[Stored data entries]
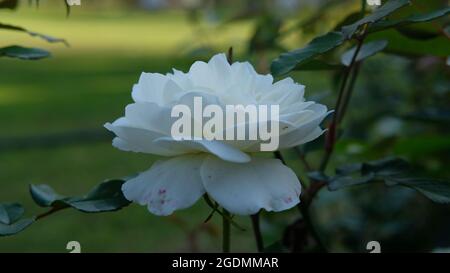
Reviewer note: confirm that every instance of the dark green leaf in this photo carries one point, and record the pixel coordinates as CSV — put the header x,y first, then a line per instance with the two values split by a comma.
x,y
346,181
288,61
49,39
24,53
9,4
10,213
436,190
6,230
317,65
390,166
416,18
380,13
318,176
44,195
107,196
402,45
393,171
367,50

• _Problem_: Repeat each entry above word for word, leaving every picture out.

• _Task answer_:
Reviewer note: confirm that every instance of the dark green leaf in this photo carries one point, and record the pixel coordinates as CSV — put the header x,y first, then a line per instance with the two values split by a comma.
x,y
346,181
288,61
49,39
24,53
9,4
10,213
436,190
6,230
317,65
390,166
416,18
380,13
318,176
44,195
107,196
402,45
393,171
367,50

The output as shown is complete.